→ **SHORT PROBLEM**:
Answer these questions using the text on subjective probability below.
(a) What branch of inferential statistics does subjective probability have?
(b) In which two fields does this approach have a strong following?
(c) In the coin example, what is the actual probability of a heads outcome?

→ **TEXT PROVIDED**:
· · · ·
The field of inferential statistics is based upon probability: how likely is it that your observed sample came from a particular population?  Before we can answer this question we need a basic understanding of probability concepts.

#### Subjective probability

Subjective probability is an individual’s personal belief in the likelihood of an event.  This type of probability has its own branch of inferential statistics: Bayesian inference.  This branch of statistics attempts to calculate the probability of a hypothesis given the data collected in an experiment.  Researchers use prior knowledge and expertise to come to conclusions about their data.  This approach has a strong following in business management and economics, and is becoming increasingly popular in the social sciences.

Subjective probability can change over time as the researcher gathers data relevant to their beliefs about event likelihoods.  For example, imagine that someone is flipping a coin with two sides (heads and tails) and is trying to guess the likelihood of a heads outcome. Imagine that the actual probability of a heads outcome is 0.85 (an 85% chance). On the first coin flip a heads outcome is observed.  What is person’s estimate of the probability of a heads outcome likely to be?  A tails outcome is then observed on the second coin flip. How will the subjective probability change?  After many trials, what is the subjective probability likely to converge to? The answer: the objective probability of a heads outcome, 0.85.
· · · ·
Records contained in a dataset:
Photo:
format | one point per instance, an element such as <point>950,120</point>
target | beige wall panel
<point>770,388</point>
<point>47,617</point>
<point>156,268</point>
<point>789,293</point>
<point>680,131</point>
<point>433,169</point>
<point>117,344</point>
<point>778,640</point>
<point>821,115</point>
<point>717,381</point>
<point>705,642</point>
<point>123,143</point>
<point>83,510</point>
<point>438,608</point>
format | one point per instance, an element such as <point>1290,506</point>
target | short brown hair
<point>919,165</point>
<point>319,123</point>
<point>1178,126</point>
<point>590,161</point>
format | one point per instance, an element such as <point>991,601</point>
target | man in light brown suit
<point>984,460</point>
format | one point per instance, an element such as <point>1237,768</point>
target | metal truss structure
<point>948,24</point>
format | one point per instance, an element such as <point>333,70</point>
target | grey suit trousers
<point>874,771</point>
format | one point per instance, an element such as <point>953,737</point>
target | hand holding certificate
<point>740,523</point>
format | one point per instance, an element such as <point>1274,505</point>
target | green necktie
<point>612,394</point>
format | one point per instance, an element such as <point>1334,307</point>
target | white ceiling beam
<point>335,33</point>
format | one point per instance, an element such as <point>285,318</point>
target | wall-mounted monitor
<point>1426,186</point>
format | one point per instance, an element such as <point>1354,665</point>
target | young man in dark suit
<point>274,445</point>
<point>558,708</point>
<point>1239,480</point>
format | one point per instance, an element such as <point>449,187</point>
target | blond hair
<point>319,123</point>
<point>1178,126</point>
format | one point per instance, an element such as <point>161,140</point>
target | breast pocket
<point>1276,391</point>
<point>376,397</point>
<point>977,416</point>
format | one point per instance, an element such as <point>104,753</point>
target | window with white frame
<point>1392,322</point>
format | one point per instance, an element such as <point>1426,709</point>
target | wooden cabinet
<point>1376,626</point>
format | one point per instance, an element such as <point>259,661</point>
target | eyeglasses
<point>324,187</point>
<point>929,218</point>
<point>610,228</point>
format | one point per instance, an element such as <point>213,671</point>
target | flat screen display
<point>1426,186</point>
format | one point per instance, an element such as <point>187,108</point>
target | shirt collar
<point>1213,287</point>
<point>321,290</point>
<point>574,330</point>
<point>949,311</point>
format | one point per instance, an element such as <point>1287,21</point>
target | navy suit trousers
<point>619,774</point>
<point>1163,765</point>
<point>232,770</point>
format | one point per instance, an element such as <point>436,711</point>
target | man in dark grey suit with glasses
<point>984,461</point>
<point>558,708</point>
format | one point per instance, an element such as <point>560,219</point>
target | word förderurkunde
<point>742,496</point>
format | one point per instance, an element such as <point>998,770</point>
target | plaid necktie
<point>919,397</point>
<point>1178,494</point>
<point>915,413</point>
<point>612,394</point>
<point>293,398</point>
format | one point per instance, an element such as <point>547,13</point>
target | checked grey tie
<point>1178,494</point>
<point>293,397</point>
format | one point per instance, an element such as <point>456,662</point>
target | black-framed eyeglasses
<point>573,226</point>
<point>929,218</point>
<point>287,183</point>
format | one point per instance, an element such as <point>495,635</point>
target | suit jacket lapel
· · · ·
→ **THE OUTPUT**:
(a) Bayesian inference.
(b) Business management and economics.
(c) 0.85 (an 85% chance).